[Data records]
────────

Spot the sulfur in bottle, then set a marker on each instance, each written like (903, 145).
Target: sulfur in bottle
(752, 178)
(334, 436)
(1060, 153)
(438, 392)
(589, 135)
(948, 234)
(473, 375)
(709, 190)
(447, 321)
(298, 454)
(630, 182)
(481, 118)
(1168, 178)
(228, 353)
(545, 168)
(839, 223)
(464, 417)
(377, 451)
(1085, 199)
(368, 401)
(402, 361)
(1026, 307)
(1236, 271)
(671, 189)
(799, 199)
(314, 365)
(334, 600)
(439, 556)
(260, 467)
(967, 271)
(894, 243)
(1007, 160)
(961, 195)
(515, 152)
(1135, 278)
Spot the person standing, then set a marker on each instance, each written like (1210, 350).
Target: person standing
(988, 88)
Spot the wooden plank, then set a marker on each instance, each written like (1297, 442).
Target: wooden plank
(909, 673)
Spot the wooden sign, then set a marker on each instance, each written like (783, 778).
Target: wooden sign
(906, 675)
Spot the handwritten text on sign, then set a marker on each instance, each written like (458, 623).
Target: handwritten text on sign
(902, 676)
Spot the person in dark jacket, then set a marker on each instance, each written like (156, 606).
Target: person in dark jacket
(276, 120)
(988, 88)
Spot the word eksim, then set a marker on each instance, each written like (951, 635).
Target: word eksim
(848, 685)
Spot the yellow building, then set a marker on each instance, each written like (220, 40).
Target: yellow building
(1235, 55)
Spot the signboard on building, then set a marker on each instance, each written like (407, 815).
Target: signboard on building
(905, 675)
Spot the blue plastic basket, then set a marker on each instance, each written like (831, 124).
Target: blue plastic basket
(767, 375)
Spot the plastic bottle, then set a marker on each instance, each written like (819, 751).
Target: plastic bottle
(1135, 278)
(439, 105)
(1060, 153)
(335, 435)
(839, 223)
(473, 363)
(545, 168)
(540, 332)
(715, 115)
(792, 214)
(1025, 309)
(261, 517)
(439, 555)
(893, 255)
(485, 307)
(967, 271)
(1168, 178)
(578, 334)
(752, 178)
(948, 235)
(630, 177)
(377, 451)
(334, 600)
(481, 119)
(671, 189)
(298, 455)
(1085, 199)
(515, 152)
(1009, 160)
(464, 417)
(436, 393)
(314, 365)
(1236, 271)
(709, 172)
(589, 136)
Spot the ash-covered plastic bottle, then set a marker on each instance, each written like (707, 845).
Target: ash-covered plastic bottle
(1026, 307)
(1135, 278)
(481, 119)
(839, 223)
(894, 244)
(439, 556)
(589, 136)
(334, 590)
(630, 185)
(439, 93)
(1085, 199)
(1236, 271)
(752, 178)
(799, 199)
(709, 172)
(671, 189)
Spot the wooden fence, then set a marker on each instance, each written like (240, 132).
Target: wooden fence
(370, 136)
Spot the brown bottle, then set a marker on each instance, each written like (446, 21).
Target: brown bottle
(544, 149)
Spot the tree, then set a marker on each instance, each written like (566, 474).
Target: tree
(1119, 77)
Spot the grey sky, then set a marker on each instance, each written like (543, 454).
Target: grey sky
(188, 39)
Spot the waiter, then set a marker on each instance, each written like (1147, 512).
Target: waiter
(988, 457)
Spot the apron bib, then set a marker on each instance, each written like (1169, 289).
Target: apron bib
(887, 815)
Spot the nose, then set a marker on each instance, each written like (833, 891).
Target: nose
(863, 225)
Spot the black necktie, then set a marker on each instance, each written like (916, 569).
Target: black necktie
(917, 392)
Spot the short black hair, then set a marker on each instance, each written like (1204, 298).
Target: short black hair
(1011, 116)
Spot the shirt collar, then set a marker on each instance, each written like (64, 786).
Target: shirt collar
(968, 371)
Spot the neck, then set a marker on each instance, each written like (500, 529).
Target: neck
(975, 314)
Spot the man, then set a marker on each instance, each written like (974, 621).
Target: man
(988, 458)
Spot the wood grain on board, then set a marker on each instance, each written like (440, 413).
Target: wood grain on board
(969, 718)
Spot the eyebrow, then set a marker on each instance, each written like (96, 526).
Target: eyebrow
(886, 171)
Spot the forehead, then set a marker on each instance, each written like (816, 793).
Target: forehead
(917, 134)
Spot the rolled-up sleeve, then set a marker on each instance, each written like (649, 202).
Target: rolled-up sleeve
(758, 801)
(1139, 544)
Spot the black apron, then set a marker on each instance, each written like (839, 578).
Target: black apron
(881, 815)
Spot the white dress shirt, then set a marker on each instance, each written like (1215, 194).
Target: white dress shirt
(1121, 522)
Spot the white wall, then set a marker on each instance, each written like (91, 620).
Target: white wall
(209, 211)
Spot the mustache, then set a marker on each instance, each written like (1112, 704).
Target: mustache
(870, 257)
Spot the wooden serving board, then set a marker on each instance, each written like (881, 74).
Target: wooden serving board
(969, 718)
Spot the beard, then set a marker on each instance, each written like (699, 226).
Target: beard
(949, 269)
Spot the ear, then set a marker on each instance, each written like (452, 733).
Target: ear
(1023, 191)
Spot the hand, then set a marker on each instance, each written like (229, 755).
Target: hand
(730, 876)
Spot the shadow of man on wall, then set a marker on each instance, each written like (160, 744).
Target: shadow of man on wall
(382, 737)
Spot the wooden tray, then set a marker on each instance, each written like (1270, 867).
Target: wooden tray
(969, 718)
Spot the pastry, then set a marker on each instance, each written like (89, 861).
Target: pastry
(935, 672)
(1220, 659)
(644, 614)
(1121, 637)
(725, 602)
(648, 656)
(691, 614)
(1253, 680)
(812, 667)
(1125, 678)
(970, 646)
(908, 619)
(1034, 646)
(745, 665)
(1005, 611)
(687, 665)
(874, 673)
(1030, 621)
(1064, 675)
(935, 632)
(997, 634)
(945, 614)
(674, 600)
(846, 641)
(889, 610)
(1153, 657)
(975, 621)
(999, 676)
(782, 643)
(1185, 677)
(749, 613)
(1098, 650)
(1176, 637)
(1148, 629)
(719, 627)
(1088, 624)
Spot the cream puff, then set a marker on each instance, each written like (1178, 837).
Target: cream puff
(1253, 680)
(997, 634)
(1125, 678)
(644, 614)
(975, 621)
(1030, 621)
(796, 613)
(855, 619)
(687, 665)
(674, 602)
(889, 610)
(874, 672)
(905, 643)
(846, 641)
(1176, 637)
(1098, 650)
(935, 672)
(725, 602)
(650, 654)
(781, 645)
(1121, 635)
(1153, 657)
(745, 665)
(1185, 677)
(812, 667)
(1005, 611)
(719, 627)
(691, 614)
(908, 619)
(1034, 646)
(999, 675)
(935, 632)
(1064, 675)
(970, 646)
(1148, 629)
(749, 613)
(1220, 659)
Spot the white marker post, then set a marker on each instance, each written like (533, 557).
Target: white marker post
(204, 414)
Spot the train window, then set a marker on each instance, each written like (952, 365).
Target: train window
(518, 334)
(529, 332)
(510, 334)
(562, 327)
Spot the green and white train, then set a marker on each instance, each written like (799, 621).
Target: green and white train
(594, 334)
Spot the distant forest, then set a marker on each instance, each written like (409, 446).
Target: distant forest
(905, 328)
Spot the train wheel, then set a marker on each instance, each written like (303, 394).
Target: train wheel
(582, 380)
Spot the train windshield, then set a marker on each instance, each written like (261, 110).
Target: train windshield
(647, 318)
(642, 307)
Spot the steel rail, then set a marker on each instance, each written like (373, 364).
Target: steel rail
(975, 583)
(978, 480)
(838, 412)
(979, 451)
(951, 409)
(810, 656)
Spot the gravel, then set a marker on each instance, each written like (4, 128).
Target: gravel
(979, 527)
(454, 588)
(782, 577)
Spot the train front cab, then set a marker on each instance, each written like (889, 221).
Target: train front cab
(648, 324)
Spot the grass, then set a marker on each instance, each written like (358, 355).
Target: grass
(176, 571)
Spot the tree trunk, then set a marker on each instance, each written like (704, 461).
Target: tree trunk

────────

**What is expected:**
Edit the lines running from the one containing "Spot the distant" through the end of the records so that every "set a marker" becomes "place a point", keeping everything else as it is.

**Final result:**
Spot the distant forest, then place a point on each instance, each written like (409, 446).
Target: distant forest
(905, 328)
Spot the train wheel, then place a point on each instance, each written like (303, 394).
Target: train wheel
(582, 380)
Spot the train windshield, then place a point on each instance, each written like (261, 110).
Target: train windshield
(647, 318)
(642, 307)
Spot the steel rail, then place a point on each instance, each written like (373, 364).
Target: steel rail
(975, 583)
(978, 480)
(838, 412)
(979, 451)
(951, 409)
(810, 656)
Spot the gravel, then place a point on each instance, each written like (4, 128).
Target: gravel
(979, 527)
(454, 588)
(782, 577)
Spot the train front cab, then place a point on each instance, each written like (889, 221).
Target: train front cab
(648, 324)
Spot the grass, then place a point on each instance, each written like (358, 355).
Target: grass
(176, 571)
Spot the tree trunk, then place a point on each instance, each written like (704, 461).
Target: tree trunk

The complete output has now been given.